> _Work to be completed_:
The line containing "Where can the dormer" and every line after it through the end of the records: return those exactly, and nothing more.

Data records:
╔══

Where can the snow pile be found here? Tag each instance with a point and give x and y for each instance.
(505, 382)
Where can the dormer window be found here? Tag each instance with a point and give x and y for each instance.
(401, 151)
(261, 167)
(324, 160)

╚══

> _Answer space_:
Where can the dormer window be found here? Tag each instance with a point and give x and y for each instance.
(401, 151)
(261, 167)
(324, 160)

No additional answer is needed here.